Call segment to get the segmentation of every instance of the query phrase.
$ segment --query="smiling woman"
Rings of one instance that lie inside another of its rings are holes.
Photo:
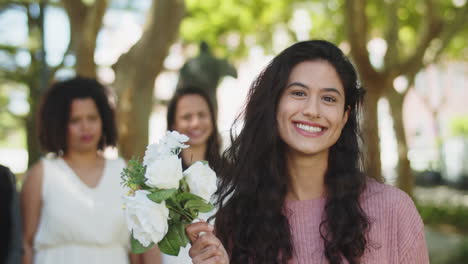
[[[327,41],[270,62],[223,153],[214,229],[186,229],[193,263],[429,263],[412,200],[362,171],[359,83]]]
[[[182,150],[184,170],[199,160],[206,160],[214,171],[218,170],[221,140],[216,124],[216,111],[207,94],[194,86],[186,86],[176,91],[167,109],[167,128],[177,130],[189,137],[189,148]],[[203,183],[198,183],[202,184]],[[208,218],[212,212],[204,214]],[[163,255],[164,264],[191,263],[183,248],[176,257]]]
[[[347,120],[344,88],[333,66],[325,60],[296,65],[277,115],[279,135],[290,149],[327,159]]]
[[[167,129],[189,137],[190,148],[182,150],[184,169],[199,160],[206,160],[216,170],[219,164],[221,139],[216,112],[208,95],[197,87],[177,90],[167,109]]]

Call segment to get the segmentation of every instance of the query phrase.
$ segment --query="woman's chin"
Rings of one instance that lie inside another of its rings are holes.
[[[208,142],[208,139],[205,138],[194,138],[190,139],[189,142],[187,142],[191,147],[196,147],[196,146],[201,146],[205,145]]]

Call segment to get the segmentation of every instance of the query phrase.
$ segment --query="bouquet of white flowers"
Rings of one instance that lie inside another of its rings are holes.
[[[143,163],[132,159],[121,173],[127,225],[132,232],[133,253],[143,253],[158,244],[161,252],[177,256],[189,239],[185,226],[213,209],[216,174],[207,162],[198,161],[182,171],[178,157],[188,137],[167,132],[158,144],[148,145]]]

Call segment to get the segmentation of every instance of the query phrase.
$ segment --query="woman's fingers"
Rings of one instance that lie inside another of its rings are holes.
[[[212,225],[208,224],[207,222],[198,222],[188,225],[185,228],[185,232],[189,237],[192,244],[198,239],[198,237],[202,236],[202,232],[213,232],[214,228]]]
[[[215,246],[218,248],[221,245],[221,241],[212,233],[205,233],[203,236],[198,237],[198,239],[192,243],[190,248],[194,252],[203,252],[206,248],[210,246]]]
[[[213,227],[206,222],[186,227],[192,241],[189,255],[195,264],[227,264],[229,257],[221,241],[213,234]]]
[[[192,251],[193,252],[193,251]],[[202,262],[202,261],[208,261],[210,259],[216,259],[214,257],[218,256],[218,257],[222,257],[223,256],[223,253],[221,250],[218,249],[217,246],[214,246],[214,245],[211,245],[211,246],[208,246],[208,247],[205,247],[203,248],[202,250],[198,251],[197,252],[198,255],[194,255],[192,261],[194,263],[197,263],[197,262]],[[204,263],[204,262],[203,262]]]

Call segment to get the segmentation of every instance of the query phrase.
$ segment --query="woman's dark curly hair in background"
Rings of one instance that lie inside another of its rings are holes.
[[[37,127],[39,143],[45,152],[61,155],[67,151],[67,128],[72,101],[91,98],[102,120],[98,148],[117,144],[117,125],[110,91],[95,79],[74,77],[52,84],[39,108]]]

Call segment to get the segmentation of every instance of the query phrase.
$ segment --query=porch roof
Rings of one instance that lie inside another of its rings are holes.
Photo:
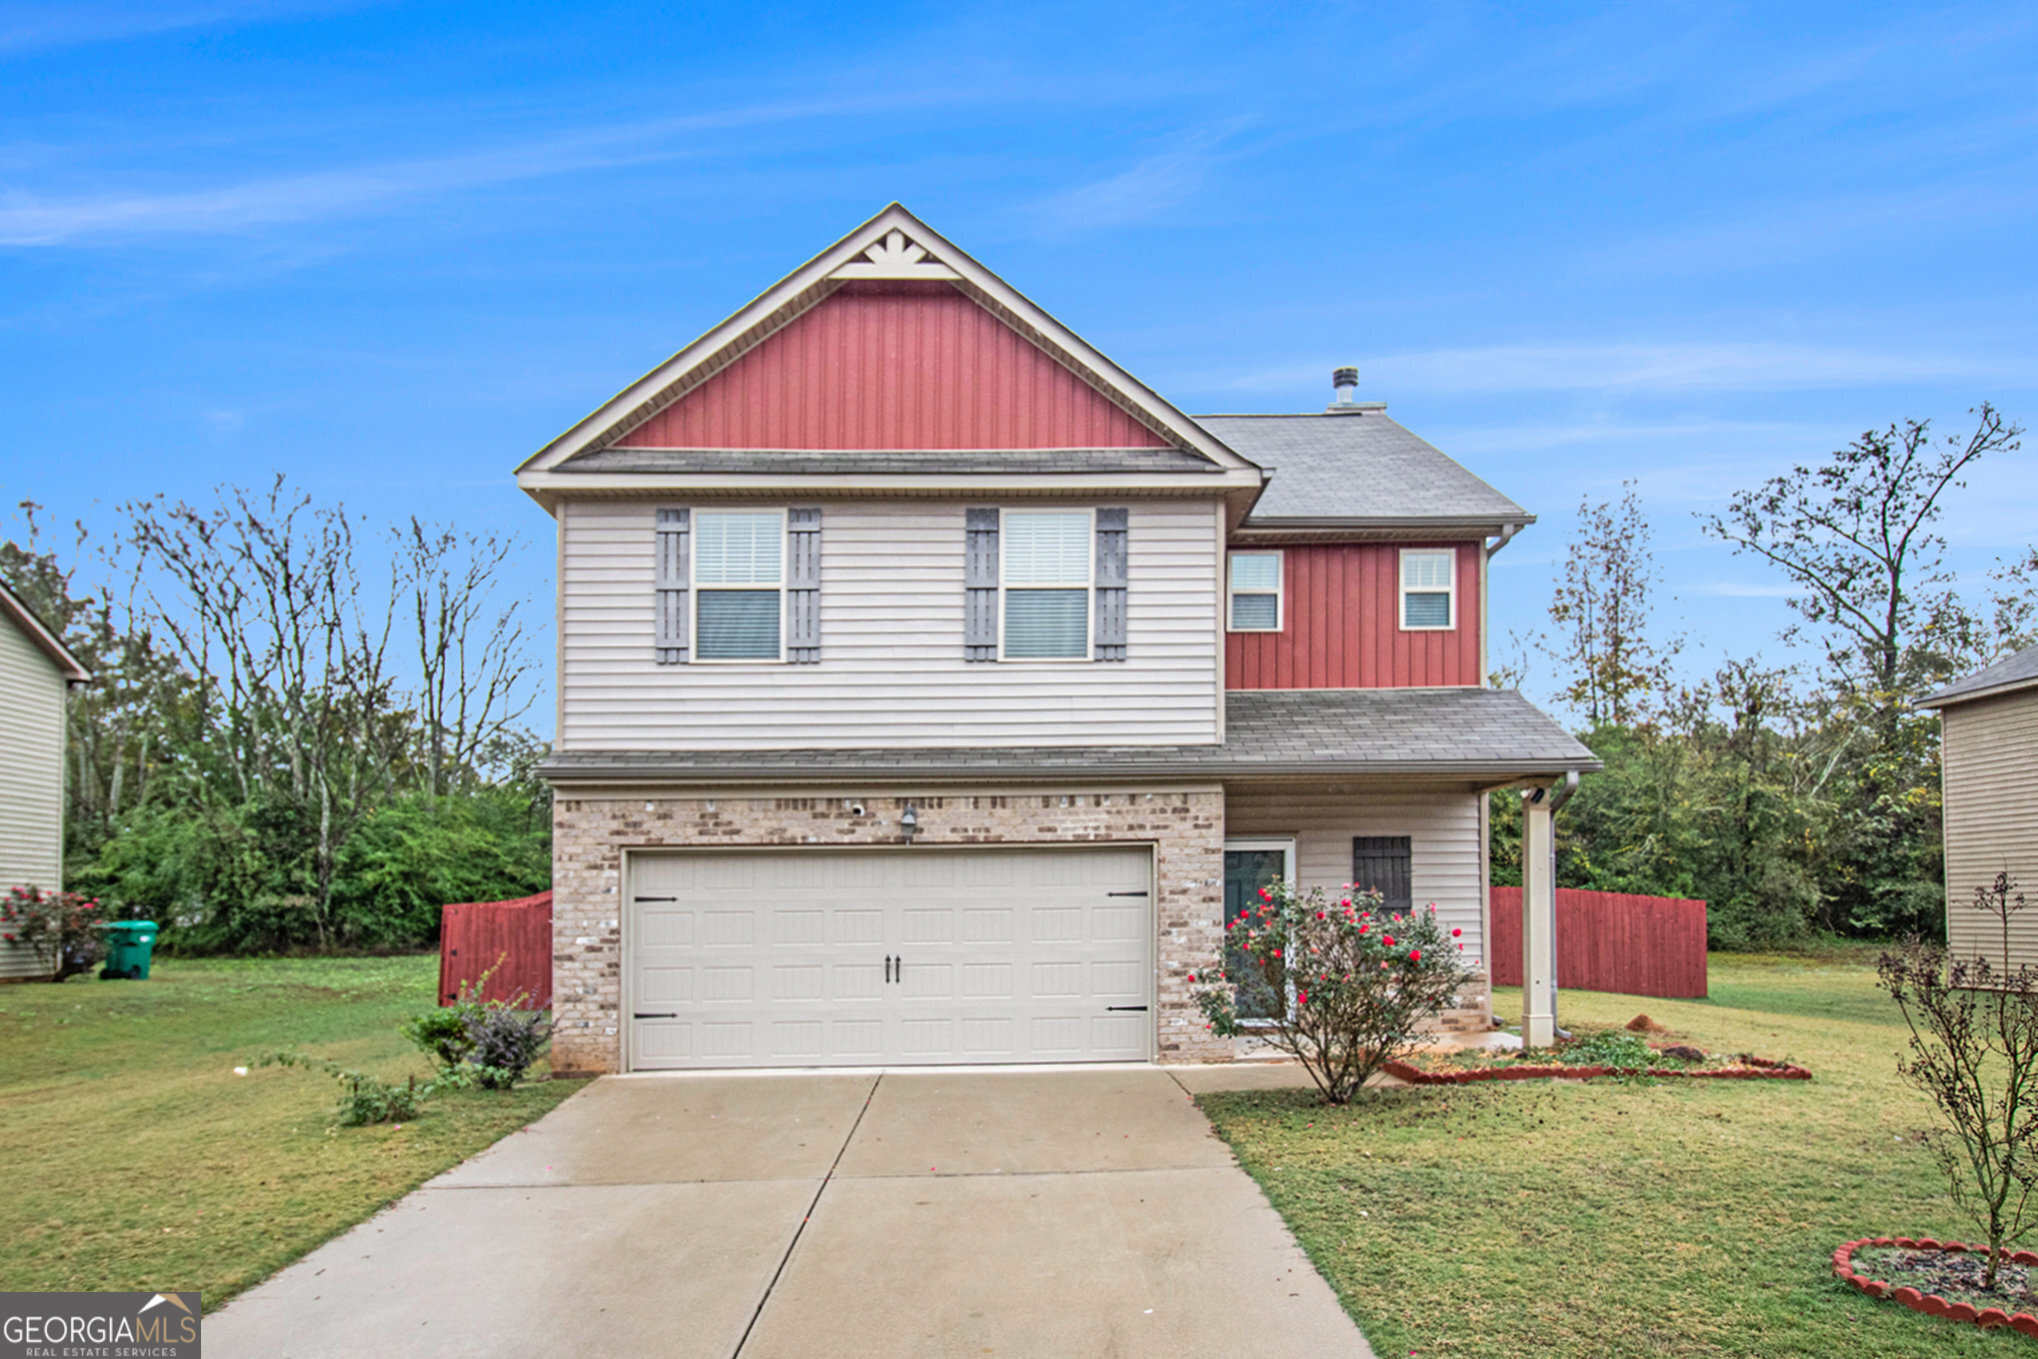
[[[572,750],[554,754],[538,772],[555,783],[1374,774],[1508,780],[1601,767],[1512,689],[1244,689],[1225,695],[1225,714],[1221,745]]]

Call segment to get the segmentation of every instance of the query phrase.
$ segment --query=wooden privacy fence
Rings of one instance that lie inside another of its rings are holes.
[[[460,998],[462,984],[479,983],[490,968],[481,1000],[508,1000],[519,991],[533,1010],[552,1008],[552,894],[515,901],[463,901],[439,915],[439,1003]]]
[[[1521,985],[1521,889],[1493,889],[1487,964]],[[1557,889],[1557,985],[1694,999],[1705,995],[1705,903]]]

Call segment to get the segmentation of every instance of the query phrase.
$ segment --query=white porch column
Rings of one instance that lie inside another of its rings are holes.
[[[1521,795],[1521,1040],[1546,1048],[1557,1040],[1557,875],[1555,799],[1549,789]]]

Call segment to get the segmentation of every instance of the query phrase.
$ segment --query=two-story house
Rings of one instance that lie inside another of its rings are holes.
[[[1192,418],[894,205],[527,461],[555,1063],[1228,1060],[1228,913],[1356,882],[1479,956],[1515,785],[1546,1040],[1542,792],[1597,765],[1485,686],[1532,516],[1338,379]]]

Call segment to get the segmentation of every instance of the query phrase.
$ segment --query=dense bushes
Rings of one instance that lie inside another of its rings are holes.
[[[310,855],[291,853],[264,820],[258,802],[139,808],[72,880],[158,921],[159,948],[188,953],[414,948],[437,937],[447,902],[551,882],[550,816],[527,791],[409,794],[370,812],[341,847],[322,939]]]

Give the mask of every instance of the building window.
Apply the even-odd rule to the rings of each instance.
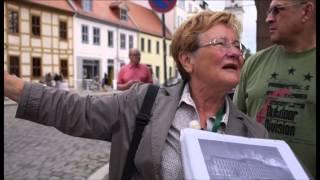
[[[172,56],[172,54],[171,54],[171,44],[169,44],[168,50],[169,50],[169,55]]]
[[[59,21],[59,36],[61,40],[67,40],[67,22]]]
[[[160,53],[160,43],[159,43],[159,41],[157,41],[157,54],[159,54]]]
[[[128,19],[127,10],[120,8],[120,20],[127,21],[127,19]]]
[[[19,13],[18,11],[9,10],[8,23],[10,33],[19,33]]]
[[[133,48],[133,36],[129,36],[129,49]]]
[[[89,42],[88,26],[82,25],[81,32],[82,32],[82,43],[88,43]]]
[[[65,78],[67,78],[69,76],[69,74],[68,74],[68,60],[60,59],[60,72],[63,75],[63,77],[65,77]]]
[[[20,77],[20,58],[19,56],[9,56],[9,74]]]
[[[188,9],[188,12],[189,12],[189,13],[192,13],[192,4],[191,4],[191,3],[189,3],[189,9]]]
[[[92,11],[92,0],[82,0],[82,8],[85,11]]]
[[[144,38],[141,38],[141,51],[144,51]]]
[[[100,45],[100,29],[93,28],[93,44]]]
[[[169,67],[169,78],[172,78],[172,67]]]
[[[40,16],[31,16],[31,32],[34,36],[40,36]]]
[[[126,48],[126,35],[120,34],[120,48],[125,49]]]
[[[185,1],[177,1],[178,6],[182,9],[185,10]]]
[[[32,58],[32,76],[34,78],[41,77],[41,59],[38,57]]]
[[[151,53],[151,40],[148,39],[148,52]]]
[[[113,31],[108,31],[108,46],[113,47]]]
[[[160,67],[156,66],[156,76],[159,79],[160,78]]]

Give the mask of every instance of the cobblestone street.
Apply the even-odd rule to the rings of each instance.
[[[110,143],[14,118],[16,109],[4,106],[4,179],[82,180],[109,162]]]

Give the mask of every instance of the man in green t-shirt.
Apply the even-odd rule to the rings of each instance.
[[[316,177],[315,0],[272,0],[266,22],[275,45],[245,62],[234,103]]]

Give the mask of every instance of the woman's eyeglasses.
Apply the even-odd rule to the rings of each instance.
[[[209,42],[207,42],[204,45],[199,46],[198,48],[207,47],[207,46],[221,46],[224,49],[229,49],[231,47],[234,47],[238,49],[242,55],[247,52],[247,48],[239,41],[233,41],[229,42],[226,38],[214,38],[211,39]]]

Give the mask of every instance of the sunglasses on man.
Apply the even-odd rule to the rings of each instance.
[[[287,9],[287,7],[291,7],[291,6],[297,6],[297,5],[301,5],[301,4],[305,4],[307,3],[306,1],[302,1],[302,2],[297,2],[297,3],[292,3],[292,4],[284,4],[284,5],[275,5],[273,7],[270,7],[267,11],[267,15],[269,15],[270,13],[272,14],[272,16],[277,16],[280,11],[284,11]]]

━━━

» **TASK OBJECTIVE**: Pull out every line of the records that includes the string "porch".

» **PROBLEM SOLUTION**:
$ segment --query=porch roof
$ segment --query=white porch column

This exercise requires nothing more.